[Dataset entries]

● ● ● ● ●

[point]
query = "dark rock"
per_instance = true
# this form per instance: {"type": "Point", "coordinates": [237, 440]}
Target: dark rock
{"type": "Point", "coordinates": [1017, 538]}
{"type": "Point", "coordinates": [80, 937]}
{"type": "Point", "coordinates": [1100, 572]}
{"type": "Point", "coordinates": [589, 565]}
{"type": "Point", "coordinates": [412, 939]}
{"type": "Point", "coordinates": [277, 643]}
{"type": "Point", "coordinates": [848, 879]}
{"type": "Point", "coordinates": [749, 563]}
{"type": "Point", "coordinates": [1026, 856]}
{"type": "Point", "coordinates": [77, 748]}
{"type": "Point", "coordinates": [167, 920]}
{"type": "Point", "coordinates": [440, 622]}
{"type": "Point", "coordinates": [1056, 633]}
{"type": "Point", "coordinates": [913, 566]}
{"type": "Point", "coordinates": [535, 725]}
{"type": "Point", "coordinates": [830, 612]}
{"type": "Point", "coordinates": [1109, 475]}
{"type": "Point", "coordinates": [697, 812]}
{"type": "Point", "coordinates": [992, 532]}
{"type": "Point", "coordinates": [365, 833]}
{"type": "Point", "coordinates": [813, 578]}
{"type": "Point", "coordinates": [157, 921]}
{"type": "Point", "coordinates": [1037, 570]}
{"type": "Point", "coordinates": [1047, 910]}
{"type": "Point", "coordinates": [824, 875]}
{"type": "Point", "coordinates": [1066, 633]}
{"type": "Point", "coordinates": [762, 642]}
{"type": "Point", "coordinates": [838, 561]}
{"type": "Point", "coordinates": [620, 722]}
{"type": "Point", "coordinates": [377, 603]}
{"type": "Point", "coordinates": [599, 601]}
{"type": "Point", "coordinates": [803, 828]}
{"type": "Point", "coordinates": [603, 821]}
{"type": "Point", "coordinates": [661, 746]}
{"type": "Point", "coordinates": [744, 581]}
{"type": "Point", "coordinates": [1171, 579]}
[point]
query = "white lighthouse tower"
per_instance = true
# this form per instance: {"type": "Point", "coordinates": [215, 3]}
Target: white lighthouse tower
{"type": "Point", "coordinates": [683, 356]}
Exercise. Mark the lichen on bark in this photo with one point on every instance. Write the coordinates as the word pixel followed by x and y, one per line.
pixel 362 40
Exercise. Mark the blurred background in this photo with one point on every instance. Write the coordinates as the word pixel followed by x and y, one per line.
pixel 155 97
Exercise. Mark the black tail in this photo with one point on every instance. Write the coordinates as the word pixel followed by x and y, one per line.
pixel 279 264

● ● ● ● ●

ASSIGNMENT
Copy exactly the line that contains "Exercise. Mark the blurred" and every line after it, up to and including the last line of the records.

SOLUTION FOR THIS EXERCISE
Exercise. Mark the blurred background in this photo with one point on every instance. Write the coordinates as the word pixel followed by x and y, one per line.
pixel 155 97
Exercise. Mark the black tail in this photo with one point on every instance. Write the coordinates as the word pixel followed by x and y, one per line.
pixel 279 264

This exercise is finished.